> [Document section]
------------

David Henry Hwang is a California-born playwright who became deeply interested in incorporating Chinese opera and theater elements into his American-produced & staged plays. After reading about the Boursicot/Chi affair, he was struck by how much it reminded him of Puccini’s opera Madame Butterfly. In that opera, an American naval officer rents a house in Nagasaki for himself and his fiance, Butterfly. Butterfly is a 15-year-old girl he’s marrying for convenience with plans to abandon her as soon as he can secure an American bride. She even converts to Christianity for her future husband just before their wedding. The naval officer leaves after impregnating his wife, and years pass with Butterfly waiting for his return. Everyone around her tells the girl he’s not coming back and to go ahead and remarry. She refuses. Then one day, the ship shows up with Butterfly’s husband and his new American wife. She has agreed to raise the child, which they will take away from Butterfly. Realizing she has little power, Butterfly gives up her child, stepping behind a screen and killing herself as she has nothing to live for.

The press drew the connection between this real scandal, also involving a fake son that Shi produced to convince Bouriscot. Hwang thought the real-life case presented a reversal of the opera, where the Asian person managed to take advantage of the Westerner. In Hwang’s play, French diplomat René Gallimard (Jeremy Irons) is a civil servant working in the French embassy in China. He falls in love with Song Liling (John Lone), an opera singer claiming to not realize the female roles are all played by male actors. Gallimard is married but doesn’t hesitate to carry on an affair with Song. The audience is shown that Song is a spy for the Chinese government, gathering intelligence on operations in Vietnam. Song claims she must leave and returns months later with a baby, saying it is Gallimard’s. They are separated again when the diplomat is forced to return to France, but Song arrives, and they marry. The truth comes out, and Gallimard is put on trial, where he comes face to face with Song’s betrayal.

In our modern context, there is an urge to immediately discuss this film as part of the transgender discourse. However, I don’t think that’s necessarily the correct angle to approach it. Firstly, there’s the harmful “trap” cliche, the gross claim that transwomen are trying to trick cis men into believing they are really women. This excuse has been used many times as a justification for the assault and murder of transwomen. In reality, the men who commit these acts of violence are self-loathing individuals whose inability to accept their own sexual attraction to more than just cis women makes them lash out. Trans people are exceptionally vulnerable and unprotected in Western society, so these brutes often get away with it. I definitely think gender is a theme here, but not in a way that completely gels with how we talk about it right now.

------------

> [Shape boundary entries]
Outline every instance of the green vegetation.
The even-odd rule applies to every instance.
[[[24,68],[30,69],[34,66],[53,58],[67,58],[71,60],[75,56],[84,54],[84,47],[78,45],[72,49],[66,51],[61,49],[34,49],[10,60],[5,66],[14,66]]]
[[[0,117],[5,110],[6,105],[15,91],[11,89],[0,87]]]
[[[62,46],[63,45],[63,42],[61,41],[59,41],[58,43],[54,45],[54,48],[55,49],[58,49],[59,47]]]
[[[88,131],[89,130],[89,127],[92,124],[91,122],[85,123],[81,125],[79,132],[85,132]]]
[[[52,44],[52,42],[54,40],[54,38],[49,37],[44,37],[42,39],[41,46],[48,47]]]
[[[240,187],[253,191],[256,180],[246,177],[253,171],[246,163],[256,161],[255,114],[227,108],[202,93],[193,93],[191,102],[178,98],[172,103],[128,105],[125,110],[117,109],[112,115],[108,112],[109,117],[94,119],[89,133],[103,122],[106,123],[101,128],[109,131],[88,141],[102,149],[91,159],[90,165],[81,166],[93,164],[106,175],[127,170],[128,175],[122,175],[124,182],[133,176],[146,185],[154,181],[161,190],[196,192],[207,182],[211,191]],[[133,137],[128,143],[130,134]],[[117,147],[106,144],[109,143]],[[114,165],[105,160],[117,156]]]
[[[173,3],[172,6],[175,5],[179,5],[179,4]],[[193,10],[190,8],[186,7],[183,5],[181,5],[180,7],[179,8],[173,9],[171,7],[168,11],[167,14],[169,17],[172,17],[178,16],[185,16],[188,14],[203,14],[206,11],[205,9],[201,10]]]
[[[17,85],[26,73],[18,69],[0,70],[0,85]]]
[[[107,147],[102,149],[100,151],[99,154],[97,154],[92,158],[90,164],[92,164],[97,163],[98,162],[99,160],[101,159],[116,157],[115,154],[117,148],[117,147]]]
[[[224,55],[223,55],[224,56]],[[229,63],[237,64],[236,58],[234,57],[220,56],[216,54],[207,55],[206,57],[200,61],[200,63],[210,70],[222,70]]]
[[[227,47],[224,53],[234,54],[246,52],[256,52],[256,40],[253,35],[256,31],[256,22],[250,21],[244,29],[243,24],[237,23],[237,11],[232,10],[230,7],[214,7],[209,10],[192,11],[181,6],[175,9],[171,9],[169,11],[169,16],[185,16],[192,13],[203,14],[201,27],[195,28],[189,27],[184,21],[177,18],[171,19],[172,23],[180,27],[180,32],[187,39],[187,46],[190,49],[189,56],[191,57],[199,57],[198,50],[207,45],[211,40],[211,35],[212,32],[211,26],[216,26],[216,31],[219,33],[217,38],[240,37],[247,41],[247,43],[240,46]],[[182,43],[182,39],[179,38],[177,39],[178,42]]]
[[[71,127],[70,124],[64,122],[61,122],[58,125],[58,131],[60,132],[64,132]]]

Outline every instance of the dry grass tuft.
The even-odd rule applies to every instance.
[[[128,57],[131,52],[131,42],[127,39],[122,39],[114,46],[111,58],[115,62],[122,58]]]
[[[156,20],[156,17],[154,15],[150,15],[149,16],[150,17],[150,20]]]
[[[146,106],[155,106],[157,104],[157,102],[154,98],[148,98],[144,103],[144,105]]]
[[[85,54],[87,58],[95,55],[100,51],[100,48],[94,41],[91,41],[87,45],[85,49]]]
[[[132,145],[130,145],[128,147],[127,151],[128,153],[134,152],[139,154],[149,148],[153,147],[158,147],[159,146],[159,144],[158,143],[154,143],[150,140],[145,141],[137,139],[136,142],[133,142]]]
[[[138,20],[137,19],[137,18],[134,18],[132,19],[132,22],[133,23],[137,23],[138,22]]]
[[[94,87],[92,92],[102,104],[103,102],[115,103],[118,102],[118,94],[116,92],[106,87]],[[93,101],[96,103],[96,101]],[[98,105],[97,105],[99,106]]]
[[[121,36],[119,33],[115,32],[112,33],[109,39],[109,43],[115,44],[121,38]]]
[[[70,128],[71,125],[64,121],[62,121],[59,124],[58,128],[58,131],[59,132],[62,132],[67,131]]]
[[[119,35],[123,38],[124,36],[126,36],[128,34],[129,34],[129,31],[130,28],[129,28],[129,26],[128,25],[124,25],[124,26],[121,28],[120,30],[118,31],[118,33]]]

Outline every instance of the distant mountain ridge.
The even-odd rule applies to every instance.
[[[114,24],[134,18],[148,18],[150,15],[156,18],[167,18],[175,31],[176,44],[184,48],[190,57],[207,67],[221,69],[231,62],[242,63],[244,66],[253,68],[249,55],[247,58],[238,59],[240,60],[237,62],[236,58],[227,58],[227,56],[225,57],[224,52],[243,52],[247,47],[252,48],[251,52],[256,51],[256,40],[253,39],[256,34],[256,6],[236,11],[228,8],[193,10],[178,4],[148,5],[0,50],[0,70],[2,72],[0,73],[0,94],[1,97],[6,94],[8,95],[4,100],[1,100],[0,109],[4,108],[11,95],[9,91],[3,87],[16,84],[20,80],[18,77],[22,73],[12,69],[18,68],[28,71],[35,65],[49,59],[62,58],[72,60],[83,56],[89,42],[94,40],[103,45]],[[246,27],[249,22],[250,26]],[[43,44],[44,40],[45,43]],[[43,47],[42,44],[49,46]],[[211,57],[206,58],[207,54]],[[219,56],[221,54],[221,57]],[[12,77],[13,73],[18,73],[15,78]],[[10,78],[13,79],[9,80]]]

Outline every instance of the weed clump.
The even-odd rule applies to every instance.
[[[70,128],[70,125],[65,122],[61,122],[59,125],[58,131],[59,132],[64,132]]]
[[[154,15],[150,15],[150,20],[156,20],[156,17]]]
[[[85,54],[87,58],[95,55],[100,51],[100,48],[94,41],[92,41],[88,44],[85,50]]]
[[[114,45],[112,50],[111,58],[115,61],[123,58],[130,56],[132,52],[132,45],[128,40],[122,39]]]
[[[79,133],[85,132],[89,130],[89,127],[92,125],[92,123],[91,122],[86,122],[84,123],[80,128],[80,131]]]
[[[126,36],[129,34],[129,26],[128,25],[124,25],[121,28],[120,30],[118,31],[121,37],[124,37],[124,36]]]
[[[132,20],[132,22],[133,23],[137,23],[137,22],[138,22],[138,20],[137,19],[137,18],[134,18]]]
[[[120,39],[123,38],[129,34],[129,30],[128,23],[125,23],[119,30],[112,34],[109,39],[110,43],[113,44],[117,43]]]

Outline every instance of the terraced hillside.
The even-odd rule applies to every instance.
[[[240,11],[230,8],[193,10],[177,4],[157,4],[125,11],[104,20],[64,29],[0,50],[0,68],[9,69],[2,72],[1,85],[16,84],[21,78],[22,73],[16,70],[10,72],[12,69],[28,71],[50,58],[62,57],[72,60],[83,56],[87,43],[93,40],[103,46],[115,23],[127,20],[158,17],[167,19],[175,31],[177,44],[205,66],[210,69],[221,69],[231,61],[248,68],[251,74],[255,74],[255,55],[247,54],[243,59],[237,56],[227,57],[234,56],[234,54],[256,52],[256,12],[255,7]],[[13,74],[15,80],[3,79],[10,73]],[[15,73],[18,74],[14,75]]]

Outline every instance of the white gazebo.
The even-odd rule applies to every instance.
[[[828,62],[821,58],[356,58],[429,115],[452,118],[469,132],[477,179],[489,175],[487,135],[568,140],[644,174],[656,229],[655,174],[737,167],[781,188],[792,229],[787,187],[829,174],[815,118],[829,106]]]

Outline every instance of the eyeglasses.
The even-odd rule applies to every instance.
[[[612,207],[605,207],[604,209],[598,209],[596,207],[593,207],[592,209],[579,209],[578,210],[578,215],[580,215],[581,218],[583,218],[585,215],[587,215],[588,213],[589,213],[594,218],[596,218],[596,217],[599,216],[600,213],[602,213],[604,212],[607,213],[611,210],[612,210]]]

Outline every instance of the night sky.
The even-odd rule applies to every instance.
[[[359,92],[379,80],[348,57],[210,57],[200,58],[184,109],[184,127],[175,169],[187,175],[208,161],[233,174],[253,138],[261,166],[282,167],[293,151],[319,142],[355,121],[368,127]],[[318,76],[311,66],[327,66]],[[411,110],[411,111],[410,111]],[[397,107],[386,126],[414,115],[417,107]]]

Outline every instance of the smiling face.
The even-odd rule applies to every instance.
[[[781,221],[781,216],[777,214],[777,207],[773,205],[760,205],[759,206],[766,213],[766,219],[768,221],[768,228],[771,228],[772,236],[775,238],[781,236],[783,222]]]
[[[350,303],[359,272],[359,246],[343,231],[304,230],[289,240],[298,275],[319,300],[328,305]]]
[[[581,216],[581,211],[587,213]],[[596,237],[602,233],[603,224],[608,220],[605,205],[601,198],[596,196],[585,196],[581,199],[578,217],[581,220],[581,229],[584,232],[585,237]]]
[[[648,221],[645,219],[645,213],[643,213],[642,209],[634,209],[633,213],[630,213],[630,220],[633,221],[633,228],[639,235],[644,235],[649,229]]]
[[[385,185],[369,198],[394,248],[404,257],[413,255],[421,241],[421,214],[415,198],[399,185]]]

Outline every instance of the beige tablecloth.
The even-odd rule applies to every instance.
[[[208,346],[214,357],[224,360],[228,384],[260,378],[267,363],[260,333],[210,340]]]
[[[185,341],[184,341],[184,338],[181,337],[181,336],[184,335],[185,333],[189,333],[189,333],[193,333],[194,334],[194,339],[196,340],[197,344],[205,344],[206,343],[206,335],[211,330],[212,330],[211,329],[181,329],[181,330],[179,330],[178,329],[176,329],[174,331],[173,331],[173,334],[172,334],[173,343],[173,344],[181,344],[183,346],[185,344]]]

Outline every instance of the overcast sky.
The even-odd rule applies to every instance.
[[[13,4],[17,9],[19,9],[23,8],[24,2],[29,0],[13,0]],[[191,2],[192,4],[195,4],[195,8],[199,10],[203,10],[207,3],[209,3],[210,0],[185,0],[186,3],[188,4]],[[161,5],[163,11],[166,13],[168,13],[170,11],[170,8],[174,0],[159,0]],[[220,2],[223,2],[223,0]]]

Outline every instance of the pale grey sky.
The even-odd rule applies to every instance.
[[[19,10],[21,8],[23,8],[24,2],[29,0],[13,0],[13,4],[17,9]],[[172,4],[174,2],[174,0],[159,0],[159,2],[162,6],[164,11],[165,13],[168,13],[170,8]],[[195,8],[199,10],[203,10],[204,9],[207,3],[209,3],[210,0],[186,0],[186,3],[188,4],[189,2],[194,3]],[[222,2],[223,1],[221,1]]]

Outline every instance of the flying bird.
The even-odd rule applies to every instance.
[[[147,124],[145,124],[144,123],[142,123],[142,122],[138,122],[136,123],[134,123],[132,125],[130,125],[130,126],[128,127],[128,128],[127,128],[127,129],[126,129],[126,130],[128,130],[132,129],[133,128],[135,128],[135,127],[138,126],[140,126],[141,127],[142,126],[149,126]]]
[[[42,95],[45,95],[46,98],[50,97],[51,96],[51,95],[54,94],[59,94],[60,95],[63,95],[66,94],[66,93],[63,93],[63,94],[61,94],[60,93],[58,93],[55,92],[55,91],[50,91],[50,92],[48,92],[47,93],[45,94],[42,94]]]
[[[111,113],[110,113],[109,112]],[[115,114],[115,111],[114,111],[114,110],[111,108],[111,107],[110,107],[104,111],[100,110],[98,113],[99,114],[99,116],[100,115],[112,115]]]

------------

> [Stated exercise 1]
Answer these questions using the passage about David Henry Hwang's play:
(a) In which city does the naval officer in Puccini's opera rent a house?
(b) What does Song gather intelligence on for the Chinese government?
(c) Which cliche does the writer call harmful?
> [Stated exercise 2] Carry on the passage about David Henry Hwang's play for another paragraph, starting right after its final sentence.

> [Written reply 1]
(a) Nagasaki
(b) Operations in Vietnam
(c) The "trap" cliche

> [Written reply 2]
There’s a refrain throughout M. Butterfly about the best person you could find to live up to a man’s ideal of a woman would be another man in the role of a woman. This is explained by the fact that a cis man’s concept of “woman” is typically shaped by objectifying her, seeing her as something to get pleasure from and to serve him. In reality, women, both cis & trans, don’t exist inside such narrow definitions and have autonomy. Thus, so many cis men are dissatisfied and angry about women. Look at the incel movement, which has proponents like Nick Fuentes, who has made claims that having sex with a woman is a “gay” act. These men have desires they cannot psychologically wrestle with, so they slip into complete derangement about gender & sexuality. It’s why they should never be taken seriously and, instead, be put into psychological treatment. Having been born male, Song knows what men desire because she has become so adept at playing a woman’s role as defined by the desires of men. That’s the key here, the difference between actual living, breathing women (cis & trans) and the male concept of “woman.” Gallimard is so thoroughly seduced into a stupor because Song knows precisely what this sexually unfulfilled man wants to experience.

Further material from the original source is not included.